■ Work to do:
Copy out the listing from the line containing "the snow, one" to the line containing "x=598, y=579", both of those lines included, keeping every line the same.

■ Exercise input:
···

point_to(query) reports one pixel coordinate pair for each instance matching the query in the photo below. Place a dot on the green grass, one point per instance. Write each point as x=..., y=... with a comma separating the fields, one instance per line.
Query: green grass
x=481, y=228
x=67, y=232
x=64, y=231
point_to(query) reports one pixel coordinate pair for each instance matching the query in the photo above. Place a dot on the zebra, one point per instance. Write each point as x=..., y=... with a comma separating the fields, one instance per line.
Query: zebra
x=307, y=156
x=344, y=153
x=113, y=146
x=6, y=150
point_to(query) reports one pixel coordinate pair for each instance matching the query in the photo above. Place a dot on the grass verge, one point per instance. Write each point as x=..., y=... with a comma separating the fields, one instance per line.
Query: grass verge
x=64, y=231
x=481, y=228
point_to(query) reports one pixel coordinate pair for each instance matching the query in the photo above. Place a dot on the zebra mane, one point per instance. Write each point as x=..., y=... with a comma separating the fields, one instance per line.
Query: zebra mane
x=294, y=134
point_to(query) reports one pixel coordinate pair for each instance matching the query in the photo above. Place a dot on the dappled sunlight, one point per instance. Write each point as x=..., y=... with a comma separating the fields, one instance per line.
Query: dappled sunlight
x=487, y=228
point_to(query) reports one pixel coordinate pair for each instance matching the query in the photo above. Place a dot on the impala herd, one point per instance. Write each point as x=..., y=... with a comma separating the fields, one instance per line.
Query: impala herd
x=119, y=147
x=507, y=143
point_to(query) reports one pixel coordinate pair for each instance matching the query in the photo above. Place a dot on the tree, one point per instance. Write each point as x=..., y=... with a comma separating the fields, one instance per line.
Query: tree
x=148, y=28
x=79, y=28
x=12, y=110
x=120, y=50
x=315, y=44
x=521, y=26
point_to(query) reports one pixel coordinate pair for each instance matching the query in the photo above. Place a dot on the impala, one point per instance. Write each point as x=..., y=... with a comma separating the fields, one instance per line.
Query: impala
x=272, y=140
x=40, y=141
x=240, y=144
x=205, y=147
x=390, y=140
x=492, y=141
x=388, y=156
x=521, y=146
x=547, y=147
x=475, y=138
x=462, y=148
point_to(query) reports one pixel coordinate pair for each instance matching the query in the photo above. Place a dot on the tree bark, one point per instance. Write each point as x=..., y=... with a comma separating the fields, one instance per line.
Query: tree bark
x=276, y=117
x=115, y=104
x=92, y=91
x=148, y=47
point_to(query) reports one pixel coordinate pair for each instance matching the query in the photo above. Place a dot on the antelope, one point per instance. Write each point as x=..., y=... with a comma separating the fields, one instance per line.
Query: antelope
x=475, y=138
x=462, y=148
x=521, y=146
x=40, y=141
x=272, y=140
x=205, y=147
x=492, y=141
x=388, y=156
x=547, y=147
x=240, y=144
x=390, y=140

···

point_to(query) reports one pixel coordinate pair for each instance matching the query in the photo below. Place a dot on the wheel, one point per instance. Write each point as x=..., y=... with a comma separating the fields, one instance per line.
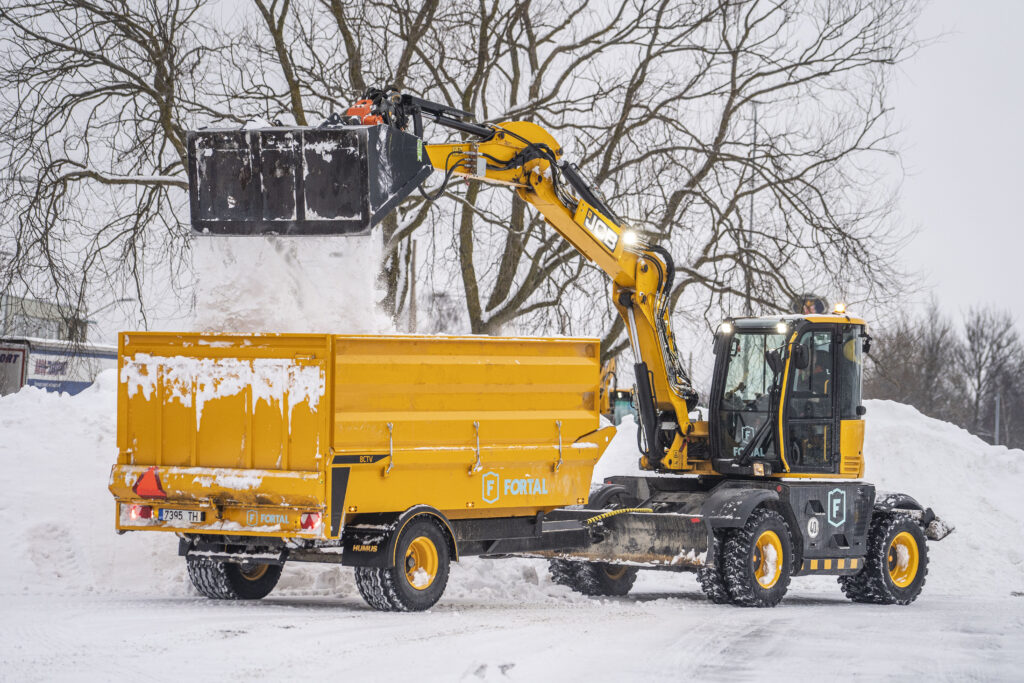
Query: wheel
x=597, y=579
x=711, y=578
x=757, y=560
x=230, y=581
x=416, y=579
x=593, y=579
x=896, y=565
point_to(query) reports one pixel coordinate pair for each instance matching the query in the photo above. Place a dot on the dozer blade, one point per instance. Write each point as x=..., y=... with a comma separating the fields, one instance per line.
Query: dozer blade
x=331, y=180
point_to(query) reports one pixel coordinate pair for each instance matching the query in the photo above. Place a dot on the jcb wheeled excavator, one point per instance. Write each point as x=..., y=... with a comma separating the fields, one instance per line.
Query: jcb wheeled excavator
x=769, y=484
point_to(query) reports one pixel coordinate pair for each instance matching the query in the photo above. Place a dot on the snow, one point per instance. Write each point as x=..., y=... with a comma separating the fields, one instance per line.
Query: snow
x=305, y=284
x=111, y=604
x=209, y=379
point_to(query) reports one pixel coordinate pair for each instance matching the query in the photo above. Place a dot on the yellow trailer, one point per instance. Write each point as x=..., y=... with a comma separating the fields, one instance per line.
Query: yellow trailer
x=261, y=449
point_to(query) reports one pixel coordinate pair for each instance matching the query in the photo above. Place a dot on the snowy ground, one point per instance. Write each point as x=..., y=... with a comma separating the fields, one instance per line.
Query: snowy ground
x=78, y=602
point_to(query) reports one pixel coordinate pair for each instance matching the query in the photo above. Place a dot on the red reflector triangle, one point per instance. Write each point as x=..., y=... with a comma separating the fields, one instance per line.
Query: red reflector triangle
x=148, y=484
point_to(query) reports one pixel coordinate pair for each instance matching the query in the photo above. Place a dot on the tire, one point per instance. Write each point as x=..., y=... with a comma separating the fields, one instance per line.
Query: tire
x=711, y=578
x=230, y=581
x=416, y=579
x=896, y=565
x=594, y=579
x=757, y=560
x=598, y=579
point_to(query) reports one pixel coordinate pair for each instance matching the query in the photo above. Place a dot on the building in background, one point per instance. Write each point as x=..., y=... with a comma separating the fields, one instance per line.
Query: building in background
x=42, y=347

···

■ Task solution:
point_to(query) reports one pixel coordinate pair for each instance matching the query in the photo above. Place a dot on the snow, one point per instance. Write each point as x=..., y=... with a comma separating the fields, one instance per line.
Query: snow
x=305, y=284
x=111, y=604
x=209, y=379
point_to(query) reports one pixel coordinate pair for each instance matching the query in the photo above. Place a dot on the yellow trailer, one point per instance. Write each point as x=..., y=... with a comma separating the fields, one instance per line.
Query: yellow trailer
x=261, y=449
point_to(query) reports one pixel coordinate pair for each instance matching the query in the photo above. Place a dot on the snowy ground, one point per instance. Write each point as x=..., y=... with a comma separating the fields, one instance per line.
Query: snowy ground
x=78, y=602
point_to(query) reports one pixel coordinate pair for each instance matching the query in the photo above. Place a dot on the red reflector triangle, one point per instance. Write each point as x=..., y=... with a comma separating the fields, one instance per line.
Query: red reflector triangle
x=148, y=484
point_to(query) reports one pixel coordinate pair for each instance matching the query in the photo above. Place a dot on the tire, one point per instance. Write each point as x=..., y=... with a comma separating the fields, one instance per line.
Query: tire
x=711, y=578
x=230, y=581
x=416, y=579
x=896, y=565
x=594, y=579
x=757, y=560
x=598, y=579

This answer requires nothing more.